§ Exercise text:

★ ★ ★

The secret: Loiaza started throwing an effective cutter, with which he was able to change speeds. The recipe for success is almost never that simple—take fringe arm, add new pitch, mix until top-of-the-rotation starter. And it probably wasn’t quite that simple in Loaiza’s case, either: he’d recently resolved some off-the-field distractions, so he may have been more focused on the field, and contemporary analysis by ex-players indicates that he also improved his command. But Loaiza’s story is still tantalizing, since it suggests that any struggling starter could be one pitch away from a near-Cy Young season.

★ ★ ★

§ Supplied entries:
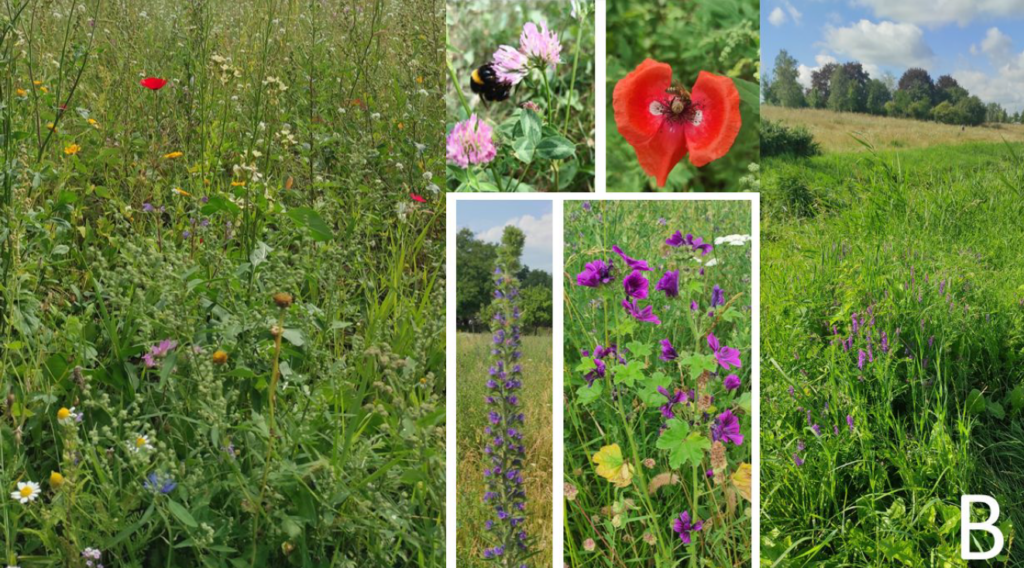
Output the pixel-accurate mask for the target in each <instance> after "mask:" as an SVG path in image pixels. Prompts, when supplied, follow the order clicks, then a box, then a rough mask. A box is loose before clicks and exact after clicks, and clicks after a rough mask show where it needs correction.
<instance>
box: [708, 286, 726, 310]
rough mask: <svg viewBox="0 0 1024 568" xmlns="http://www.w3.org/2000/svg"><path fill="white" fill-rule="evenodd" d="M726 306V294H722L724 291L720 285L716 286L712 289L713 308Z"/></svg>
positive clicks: (712, 305) (711, 304)
mask: <svg viewBox="0 0 1024 568" xmlns="http://www.w3.org/2000/svg"><path fill="white" fill-rule="evenodd" d="M724 305H725V292H722V289H721V288H719V287H718V285H715V286H714V287H713V288H712V289H711V307H712V308H715V307H717V306H724Z"/></svg>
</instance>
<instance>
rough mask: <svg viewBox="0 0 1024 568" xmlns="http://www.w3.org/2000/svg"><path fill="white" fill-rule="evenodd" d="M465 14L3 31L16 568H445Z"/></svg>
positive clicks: (217, 10)
mask: <svg viewBox="0 0 1024 568" xmlns="http://www.w3.org/2000/svg"><path fill="white" fill-rule="evenodd" d="M443 9H444V4H443V2H440V1H439V0H408V1H397V0H354V1H347V2H344V3H338V2H333V3H328V2H278V1H271V0H257V1H254V2H215V1H196V2H168V1H147V2H108V1H103V0H78V1H75V0H72V1H56V2H48V1H47V2H44V1H39V0H18V1H16V2H10V3H5V4H4V6H3V7H0V14H2V16H0V18H2V19H3V21H4V25H3V27H4V32H3V33H2V34H0V164H2V166H0V169H2V171H0V378H2V379H0V401H2V402H0V489H2V490H3V493H2V495H0V496H2V497H3V498H2V500H0V566H6V565H10V566H20V567H22V568H49V567H58V566H71V567H78V568H80V567H83V566H85V565H86V561H88V562H90V563H91V564H90V565H93V564H100V563H101V564H103V565H105V566H111V567H113V566H124V567H142V566H145V567H150V566H165V567H189V568H190V567H206V568H215V567H216V568H226V567H229V566H230V567H244V566H307V567H308V566H324V567H327V566H330V567H337V568H342V567H354V566H367V565H373V566H413V565H415V566H441V565H443V563H444V559H445V551H444V526H443V504H444V499H445V495H444V487H445V484H444V461H445V453H444V418H445V411H444V388H445V387H444V379H443V367H444V359H445V345H444V334H443V320H444V304H443V295H444V294H443V283H442V282H443V265H444V244H443V234H444V211H445V210H444V204H443V201H438V196H437V193H438V191H439V186H438V185H439V184H440V183H442V177H440V176H441V171H442V169H443V167H444V166H443V155H442V152H441V135H442V133H443V123H444V108H443V100H442V89H443V86H442V84H441V81H442V79H441V78H442V62H441V54H442V52H443V46H444V29H443V20H442V12H443ZM432 172H436V173H437V175H436V176H435V175H434V174H433V173H432ZM12 492H13V493H14V494H15V495H18V498H12V497H11V496H10V494H11V493H12Z"/></svg>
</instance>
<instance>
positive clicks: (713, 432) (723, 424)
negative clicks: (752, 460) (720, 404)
mask: <svg viewBox="0 0 1024 568" xmlns="http://www.w3.org/2000/svg"><path fill="white" fill-rule="evenodd" d="M711 437H712V440H714V441H716V442H732V443H734V444H736V445H737V446H738V445H743V435H742V434H740V433H739V419H738V418H736V416H735V414H733V413H732V410H726V411H724V412H722V413H721V414H719V416H718V417H716V418H715V426H714V427H713V428H712V431H711Z"/></svg>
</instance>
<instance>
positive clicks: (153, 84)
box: [138, 77, 167, 91]
mask: <svg viewBox="0 0 1024 568" xmlns="http://www.w3.org/2000/svg"><path fill="white" fill-rule="evenodd" d="M138 84H139V85H142V86H143V87H145V88H146V89H150V90H151V91H159V90H160V89H163V88H164V85H166V84H167V80H166V79H160V78H157V77H146V78H145V79H143V80H141V81H139V82H138Z"/></svg>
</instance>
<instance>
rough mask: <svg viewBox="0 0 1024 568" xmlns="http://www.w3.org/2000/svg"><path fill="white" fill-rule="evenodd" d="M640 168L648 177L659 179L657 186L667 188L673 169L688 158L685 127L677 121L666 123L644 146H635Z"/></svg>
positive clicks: (636, 144) (634, 144)
mask: <svg viewBox="0 0 1024 568" xmlns="http://www.w3.org/2000/svg"><path fill="white" fill-rule="evenodd" d="M633 149H635V150H636V152H637V159H638V160H639V161H640V167H641V168H643V171H645V172H647V175H652V176H654V177H655V178H656V179H657V186H658V187H665V183H666V181H668V179H669V174H670V173H672V169H673V168H675V167H676V164H679V161H680V160H682V159H683V158H685V157H686V149H687V147H686V134H685V132H684V125H683V124H680V123H679V122H676V121H665V123H664V124H663V125H662V128H660V129H659V130H658V131H657V133H656V134H654V137H653V138H651V139H650V140H648V141H647V142H646V143H644V144H634V145H633Z"/></svg>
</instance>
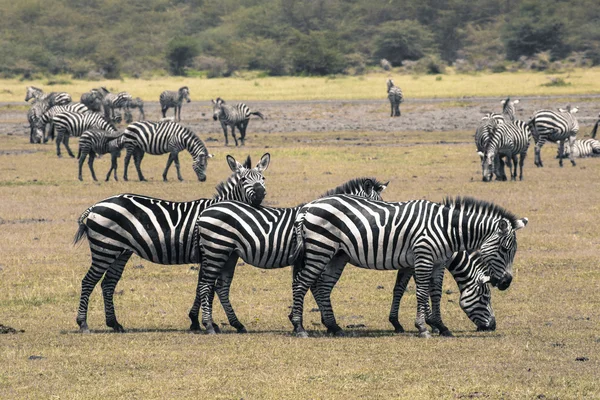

★ ★ ★

§ Problems to work on:
1 – Using the Loaiza passage, explain why the writer thinks Loaiza's success probably wasn't as simple as adding a new pitch.
2 – Continue the Loaiza passage after its final sentence.

§ Responses for each task:
1 – He had recently resolved some off-the-field distractions, so he may have been more focused on the field. Analysis by ex-players at the time also indicates that he improved his command.

2 –
Loaiza couldn’t sustain his success, even to the extent that, say, Mike Scott did after he added his splitter/emery board. As quickly as he’d risen to prominence, age took its toll and sent him back into obscurity. Loaiza lost some velocity, suffered some injuries, and no longer looked like the same guy. His ERA after 2003 was 4.81, which was worse, relative to the rest of the league, than his ERA prior to 2003. But even though he didn’t last long at the top, Loaiza remains one of the purest examples of a pitcher transforming himself by adopting a new offering at an advanced age. —Ben Lindbergh
11. Willie Mays Hayes Hits for Power
Hayes’ combination of contact and on-base skills, ability on the basepaths, and superb defense in center made him a valuable player, but he wasn’t satisfied with the status quo. Following the Indians’ sweep by the White Sox, Hayes tore down his game and built it back up again. By the time he returned to camp the next spring, he’d become a completely different player.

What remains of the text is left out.